Excerpted records
++++++

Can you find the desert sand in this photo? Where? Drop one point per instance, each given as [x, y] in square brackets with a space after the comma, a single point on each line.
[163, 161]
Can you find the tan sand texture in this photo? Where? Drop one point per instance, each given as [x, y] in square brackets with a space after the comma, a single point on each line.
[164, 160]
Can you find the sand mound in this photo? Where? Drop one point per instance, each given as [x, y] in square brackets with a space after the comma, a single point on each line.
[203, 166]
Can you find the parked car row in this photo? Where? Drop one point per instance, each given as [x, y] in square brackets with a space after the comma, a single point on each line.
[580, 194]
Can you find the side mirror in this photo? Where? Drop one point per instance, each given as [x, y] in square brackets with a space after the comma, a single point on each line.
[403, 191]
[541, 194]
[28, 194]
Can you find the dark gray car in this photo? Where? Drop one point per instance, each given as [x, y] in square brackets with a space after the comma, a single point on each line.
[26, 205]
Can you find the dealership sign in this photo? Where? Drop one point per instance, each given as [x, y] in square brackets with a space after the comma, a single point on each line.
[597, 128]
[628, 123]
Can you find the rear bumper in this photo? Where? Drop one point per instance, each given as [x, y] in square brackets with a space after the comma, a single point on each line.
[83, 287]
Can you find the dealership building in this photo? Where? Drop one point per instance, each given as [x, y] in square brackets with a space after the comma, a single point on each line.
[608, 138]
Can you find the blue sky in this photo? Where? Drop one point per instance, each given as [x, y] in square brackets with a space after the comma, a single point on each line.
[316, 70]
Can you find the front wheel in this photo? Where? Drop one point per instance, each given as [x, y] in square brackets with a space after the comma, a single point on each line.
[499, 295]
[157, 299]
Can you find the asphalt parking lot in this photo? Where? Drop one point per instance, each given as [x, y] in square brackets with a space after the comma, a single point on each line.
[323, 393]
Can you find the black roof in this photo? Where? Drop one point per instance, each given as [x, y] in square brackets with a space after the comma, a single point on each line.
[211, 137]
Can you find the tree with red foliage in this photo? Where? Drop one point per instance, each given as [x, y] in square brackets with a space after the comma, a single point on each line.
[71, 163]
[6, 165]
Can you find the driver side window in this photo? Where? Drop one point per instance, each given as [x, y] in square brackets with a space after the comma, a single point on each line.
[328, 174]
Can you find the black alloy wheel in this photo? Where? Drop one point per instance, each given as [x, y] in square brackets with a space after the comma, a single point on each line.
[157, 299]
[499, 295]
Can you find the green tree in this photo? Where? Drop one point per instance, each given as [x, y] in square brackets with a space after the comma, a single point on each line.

++++++

Aim
Extract the data in full. Keep it word for word.

Final result
Can you find the desert sand in this photo? Where? Drop one point per instance, each given as [x, y] in square brackets with a space after the comma, a single point on each line.
[163, 161]
Can you find the tan sand texture in this photo? Where? Drop one point per instance, each given as [x, y] in square brackets with a space after the comma, a single point on each line.
[164, 160]
Can you find the sand mound in this photo? Where? Drop one point per instance, each given as [x, y] in square brackets with a space after the comma, a single point on each line.
[203, 166]
Can you find the parked car row in this photo? Where? Drop one point per instance, each given as [x, y] in square brackets with a space after the comma, a single point on each line.
[580, 194]
Can you find the side mirror in this photo? Where? Drop one point per instance, each given as [x, y] in square brackets with a space after the comma, a single point on each line.
[403, 191]
[541, 194]
[28, 194]
Can you find the dark gray car in this photo? Where? Drop one point per instance, each given as [x, y] in square brackets with a space after the comma, a single point on each line.
[26, 205]
Can you find the dealership sign in this photo? Where? Drop one point per instance, each given as [x, y] in square brackets with a space after the comma, a single point on each line.
[597, 128]
[628, 123]
Can you find the rear bumper in this photo? Where? Drop one point per instance, each given as [x, y] in square brackets with a space after the comma, a single point on each line.
[83, 287]
Can you find the dealership building in this photo? Where? Drop one point per instance, each given as [x, y] in square brackets with a space after the comma, a single point on each line.
[608, 138]
Can you find the blue sky in this photo? Where? Drop one point per instance, each given as [x, y] in square brackets with a space after the comma, a single point on each line.
[316, 70]
Can you find the front wheel in this photo? Where? Drop one point per instance, each given as [x, y] in square brackets with a space after the comma, a single point on each line.
[499, 295]
[157, 299]
Can you find the asphalt parking lot in this photo? Where? Drop one point per instance, each given as [x, y] in square brackets with a space after the comma, a single point on each line.
[323, 393]
Can you find the black roof in this photo? Where? Drop one point per instance, each given as [x, y] in square brackets with a space after the comma, a single point on each line.
[211, 137]
Can you find the tree with red foliage in this photo? Where? Drop one point per instance, each given as [x, y] in square brackets with a space after the comma, a single point on each line.
[71, 163]
[6, 165]
Can you find the driver side window in this photo? Where? Drop one point per instance, each given as [x, y] in square brackets with a space after the comma, a single point on each line.
[328, 174]
Can you find the black alloy wheel in this photo? Where? Drop one point per instance, each given as [x, y] in square brackets with a space after the comma, a single point on each line.
[157, 299]
[499, 295]
Can you find the green tree in this photo? Where? Drop one point per instance, each given as [x, y] in square brackets with a space after the comma, a single point on each line.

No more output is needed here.